# [ABOUT THIS TASK]
Word for word, repeat the records, leaving every picture behind.

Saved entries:

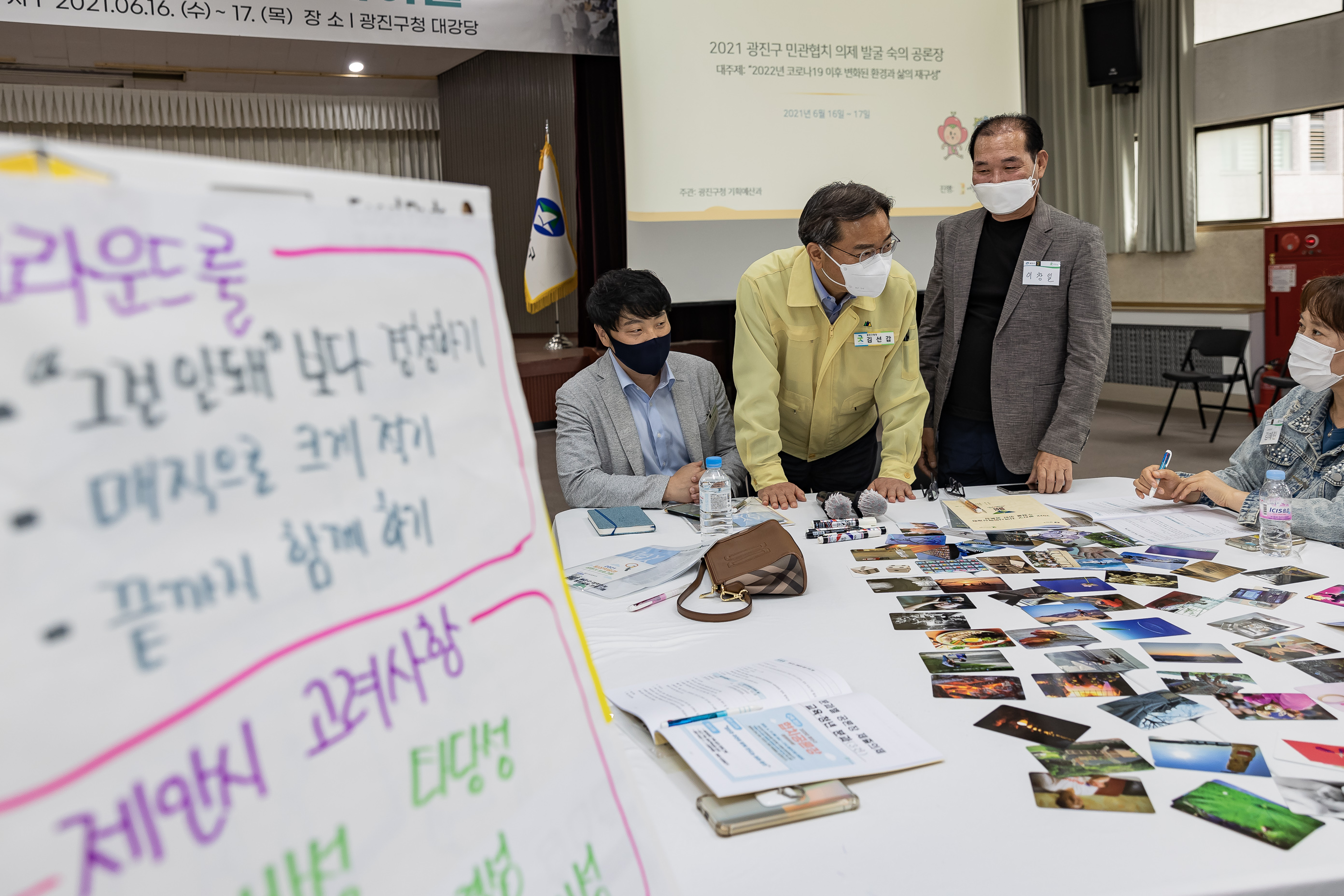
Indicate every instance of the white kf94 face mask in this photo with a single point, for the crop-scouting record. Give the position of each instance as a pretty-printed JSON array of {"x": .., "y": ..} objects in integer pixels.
[
  {"x": 1007, "y": 196},
  {"x": 1310, "y": 363},
  {"x": 868, "y": 279}
]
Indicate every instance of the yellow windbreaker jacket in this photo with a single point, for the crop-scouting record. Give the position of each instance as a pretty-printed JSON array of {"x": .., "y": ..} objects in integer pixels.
[{"x": 806, "y": 387}]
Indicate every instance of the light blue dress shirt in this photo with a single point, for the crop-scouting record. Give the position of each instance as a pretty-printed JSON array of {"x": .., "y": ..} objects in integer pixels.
[
  {"x": 830, "y": 306},
  {"x": 662, "y": 442}
]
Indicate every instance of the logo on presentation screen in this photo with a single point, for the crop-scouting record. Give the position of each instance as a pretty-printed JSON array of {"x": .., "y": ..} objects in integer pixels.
[
  {"x": 549, "y": 221},
  {"x": 952, "y": 135}
]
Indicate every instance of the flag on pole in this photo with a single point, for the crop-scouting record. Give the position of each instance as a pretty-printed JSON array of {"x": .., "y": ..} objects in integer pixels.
[{"x": 551, "y": 272}]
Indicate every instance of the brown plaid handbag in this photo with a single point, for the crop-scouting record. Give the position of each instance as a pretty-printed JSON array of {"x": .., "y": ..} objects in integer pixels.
[{"x": 764, "y": 559}]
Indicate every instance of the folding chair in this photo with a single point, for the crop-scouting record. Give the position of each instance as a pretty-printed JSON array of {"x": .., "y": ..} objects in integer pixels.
[{"x": 1213, "y": 343}]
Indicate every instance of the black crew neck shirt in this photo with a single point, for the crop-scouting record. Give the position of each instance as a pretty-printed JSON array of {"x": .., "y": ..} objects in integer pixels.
[{"x": 996, "y": 263}]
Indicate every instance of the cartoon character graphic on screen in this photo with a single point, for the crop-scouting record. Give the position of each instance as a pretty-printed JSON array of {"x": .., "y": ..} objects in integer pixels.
[{"x": 952, "y": 133}]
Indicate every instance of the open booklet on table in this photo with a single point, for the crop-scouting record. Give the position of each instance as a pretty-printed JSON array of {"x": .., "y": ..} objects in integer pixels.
[
  {"x": 1155, "y": 522},
  {"x": 791, "y": 723}
]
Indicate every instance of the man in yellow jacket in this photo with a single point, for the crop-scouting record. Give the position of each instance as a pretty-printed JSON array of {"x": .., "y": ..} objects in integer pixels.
[{"x": 826, "y": 354}]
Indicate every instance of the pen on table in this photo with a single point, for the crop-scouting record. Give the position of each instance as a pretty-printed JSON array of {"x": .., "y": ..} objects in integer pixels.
[
  {"x": 647, "y": 602},
  {"x": 713, "y": 715},
  {"x": 1167, "y": 459}
]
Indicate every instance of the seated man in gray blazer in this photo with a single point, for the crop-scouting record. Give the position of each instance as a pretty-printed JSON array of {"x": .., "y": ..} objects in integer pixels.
[{"x": 635, "y": 426}]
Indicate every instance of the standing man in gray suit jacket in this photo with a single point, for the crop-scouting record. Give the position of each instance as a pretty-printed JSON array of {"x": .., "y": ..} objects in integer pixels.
[
  {"x": 1017, "y": 324},
  {"x": 635, "y": 426}
]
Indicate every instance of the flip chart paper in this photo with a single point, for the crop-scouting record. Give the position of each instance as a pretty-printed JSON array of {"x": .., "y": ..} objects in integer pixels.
[{"x": 254, "y": 636}]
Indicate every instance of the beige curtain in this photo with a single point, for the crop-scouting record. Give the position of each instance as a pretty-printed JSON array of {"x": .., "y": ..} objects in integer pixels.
[{"x": 377, "y": 136}]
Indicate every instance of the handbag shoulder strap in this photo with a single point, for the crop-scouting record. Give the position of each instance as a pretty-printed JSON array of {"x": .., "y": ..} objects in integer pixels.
[{"x": 710, "y": 617}]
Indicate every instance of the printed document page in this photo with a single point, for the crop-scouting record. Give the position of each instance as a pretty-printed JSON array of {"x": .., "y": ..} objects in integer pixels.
[
  {"x": 773, "y": 683},
  {"x": 843, "y": 737}
]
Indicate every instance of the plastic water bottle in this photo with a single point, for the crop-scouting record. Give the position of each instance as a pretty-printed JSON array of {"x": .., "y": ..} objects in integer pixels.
[
  {"x": 1276, "y": 516},
  {"x": 715, "y": 499}
]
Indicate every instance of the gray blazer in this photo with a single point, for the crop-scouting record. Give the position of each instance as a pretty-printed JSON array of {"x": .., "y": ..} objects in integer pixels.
[
  {"x": 597, "y": 448},
  {"x": 1053, "y": 342}
]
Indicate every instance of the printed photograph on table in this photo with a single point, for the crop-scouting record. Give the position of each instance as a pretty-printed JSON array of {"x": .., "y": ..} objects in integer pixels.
[
  {"x": 1018, "y": 722},
  {"x": 1011, "y": 565},
  {"x": 978, "y": 687},
  {"x": 1151, "y": 579},
  {"x": 1204, "y": 684},
  {"x": 1334, "y": 594},
  {"x": 1247, "y": 813},
  {"x": 1207, "y": 572},
  {"x": 967, "y": 661},
  {"x": 1285, "y": 575},
  {"x": 902, "y": 584},
  {"x": 1135, "y": 629},
  {"x": 1285, "y": 648},
  {"x": 1091, "y": 758},
  {"x": 1264, "y": 598},
  {"x": 1076, "y": 586},
  {"x": 969, "y": 639},
  {"x": 984, "y": 584},
  {"x": 1209, "y": 756},
  {"x": 1155, "y": 710},
  {"x": 1082, "y": 684},
  {"x": 1256, "y": 625},
  {"x": 1055, "y": 637},
  {"x": 1055, "y": 613},
  {"x": 928, "y": 621},
  {"x": 1273, "y": 707},
  {"x": 1183, "y": 652},
  {"x": 1328, "y": 671},
  {"x": 1103, "y": 793},
  {"x": 1094, "y": 660},
  {"x": 1185, "y": 603}
]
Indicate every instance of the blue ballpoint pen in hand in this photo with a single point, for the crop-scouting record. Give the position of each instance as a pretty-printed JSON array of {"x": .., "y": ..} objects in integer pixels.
[{"x": 1167, "y": 459}]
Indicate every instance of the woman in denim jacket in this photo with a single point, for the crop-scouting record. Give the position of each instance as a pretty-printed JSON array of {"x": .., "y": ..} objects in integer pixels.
[{"x": 1311, "y": 445}]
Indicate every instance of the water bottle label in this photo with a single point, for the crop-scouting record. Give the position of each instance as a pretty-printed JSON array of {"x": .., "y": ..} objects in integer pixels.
[{"x": 1277, "y": 510}]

# [WRITTEN ANSWER]
Indicate every instance of the white kf94 face mask in this photo with a single point, for the crop-scouting record. Give the position of each instance as a pretty-printed JSON array of {"x": .., "y": ..} objects in integer pixels.
[
  {"x": 1007, "y": 196},
  {"x": 1310, "y": 363},
  {"x": 868, "y": 279}
]
Indicate every instance of the yellow windbreaker jacket in this photo with a single point, for the crop-scouting record. Give the position of each instance as a pretty-printed JSON array of {"x": .., "y": ..} objects in integer pixels.
[{"x": 806, "y": 387}]
Indicate every instance of the light blue dress shirt in this photo with a single point, for the crop-scouting record. Give the position of each instance as a pretty-printed JSON array of {"x": .., "y": ..} objects in integer pixels.
[
  {"x": 830, "y": 306},
  {"x": 662, "y": 442}
]
Indicate every instance of the logo on presentation screen in this photo with a single point, for the crop-scouting record. Give the position of each instance as a pretty-printed JSON array of {"x": .., "y": ..} objects in integer pixels.
[
  {"x": 549, "y": 221},
  {"x": 952, "y": 135}
]
Indicate every instance of the flag on pole in this photo with a single point, for the crop-scouting record. Give the position of each instance as a pretty-printed JSON array of {"x": .., "y": ..} objects in integer pixels.
[{"x": 551, "y": 272}]
Indicate every instance of the brown plaid handbag in this photo with a single point, for the crop-scouting record. Give the position of each instance as a pretty-printed JSON array of {"x": .., "y": ..} objects in integer pixels.
[{"x": 764, "y": 559}]
Indicate every instance of the folding chair in this photo with a single point, for the crop-scouting record. Give the position of each instance as a pretty-printed JSON array of {"x": .., "y": ..} objects in integer pixels.
[{"x": 1213, "y": 343}]
Indicate every instance of the black crew neck shirt in this photo with a single point, for the crop-scouting record. Give the position of each instance as a pretty-printed JSON array of {"x": .., "y": ..} objects in integer pixels.
[{"x": 996, "y": 263}]
Indicate every instance of the cartoon character graphic on screen in this photo with a single point, for the crop-scouting record. Give the position of each instance as a pretty-printed JSON array of {"x": .., "y": ..} objects in integer pixels.
[{"x": 952, "y": 133}]
Indicate every instance of the open booklet on table in this photo with a single point, for the crop-scouting record. Give the position of each instance as a pretty-printed JSON array of {"x": .., "y": ..} objects in integer pixels.
[
  {"x": 1155, "y": 522},
  {"x": 791, "y": 723}
]
Indicate every instance of the man in yellow jacket in this photo with a single point, for the crop-scouting record. Give the position of each instance as a pretty-printed JSON array of {"x": .., "y": ..} objects in integer pixels.
[{"x": 826, "y": 354}]
Indicate every instance of the pen on table in this photo with a single point, for the crop-scouting record. Give the position of each instance as a pretty-printed JSON array of {"x": .., "y": ..} objects in integer pixels.
[
  {"x": 647, "y": 602},
  {"x": 713, "y": 715},
  {"x": 1167, "y": 459}
]
Indicate every instance of the seated man in gray blazer in this photo with a single point, for the crop-scouting record. Give the position of each instance as a pretty-printed JSON array of {"x": .., "y": ..} objects in integer pixels.
[{"x": 635, "y": 426}]
Indicate every instance of the standing man in gray suit jacket in this photo with a single point, for the crop-scouting record. Give the position of each instance as a pretty-printed JSON array of {"x": .., "y": ..} objects in integer pixels.
[
  {"x": 1017, "y": 324},
  {"x": 635, "y": 426}
]
Indicate every instance of the flip chart paper in this photo with a single point, for the crop-scouting record. Give the position of each instance as a pretty-printed JSON array of {"x": .., "y": ..} objects in integer pixels.
[{"x": 254, "y": 636}]
Indicate every instance of the beige curtain in this photo with a single point, for the crop-scouting record. Give the position of each instance as a pretty-printed JSON array of {"x": .., "y": ..} objects in integer pixels.
[{"x": 377, "y": 136}]
Indicate every instance of the handbag shoulder strap in this photo with a single point, for the crop-scouting record. Give the position of each instance as a pretty-printed JSON array of {"x": .., "y": ..} objects in integer pixels.
[{"x": 710, "y": 617}]
Indicate every instance of the printed document page in this photo with a single point, for the crop-scouting record. Give the position of each instance as a pretty-printed JSON array of {"x": .., "y": ..} objects in integer pixels.
[
  {"x": 773, "y": 683},
  {"x": 843, "y": 737}
]
Indicate every instance of the plastic water bottle in this photo with a single point, for the crop-scouting record. Give the position of each instance as a pretty-printed JSON array of {"x": .., "y": ..} objects in integer pixels.
[
  {"x": 1276, "y": 516},
  {"x": 715, "y": 499}
]
Indicate every instance of the gray blazer in this photo with a single point, for the crop-scouting record. Give the position of each instance as a pretty-printed JSON array of {"x": .., "y": ..} objects in integer pixels.
[
  {"x": 597, "y": 448},
  {"x": 1053, "y": 342}
]
Indicate every instance of the printed photograph on table in this photo with a single point, for the crop-scouting record. Give the position of each instance as a pretty-printed JSON array of {"x": .., "y": ..} objects in integer pixels.
[
  {"x": 1018, "y": 722},
  {"x": 1011, "y": 565},
  {"x": 978, "y": 687},
  {"x": 1151, "y": 579},
  {"x": 1204, "y": 684},
  {"x": 1334, "y": 594},
  {"x": 1247, "y": 813},
  {"x": 1207, "y": 572},
  {"x": 967, "y": 661},
  {"x": 1285, "y": 575},
  {"x": 902, "y": 584},
  {"x": 1135, "y": 629},
  {"x": 1285, "y": 648},
  {"x": 1091, "y": 758},
  {"x": 1264, "y": 598},
  {"x": 1076, "y": 586},
  {"x": 969, "y": 639},
  {"x": 984, "y": 584},
  {"x": 1209, "y": 756},
  {"x": 1155, "y": 710},
  {"x": 1082, "y": 684},
  {"x": 1256, "y": 625},
  {"x": 1055, "y": 637},
  {"x": 1055, "y": 613},
  {"x": 928, "y": 621},
  {"x": 1273, "y": 707},
  {"x": 1183, "y": 652},
  {"x": 1328, "y": 671},
  {"x": 1103, "y": 793},
  {"x": 1094, "y": 660},
  {"x": 1185, "y": 603}
]
Indicate every instance of the blue ballpoint pen in hand in this photo with a single point, for the crop-scouting record. Give the position of each instance as a pretty-printed JSON array of {"x": .., "y": ..} objects in integer pixels.
[{"x": 1167, "y": 459}]
Indicate every instance of the woman in denim jacket in this photo with a single point, for the crop-scouting record. Give the position of each instance as a pretty-printed JSON array of {"x": .., "y": ..} objects in integer pixels.
[{"x": 1311, "y": 445}]
Indicate every instance of the water bottle label in this photo with a single point, for the crop-scouting record. Give the position of each instance as a pretty-printed JSON array of {"x": .., "y": ..} objects in integer pixels.
[{"x": 1277, "y": 510}]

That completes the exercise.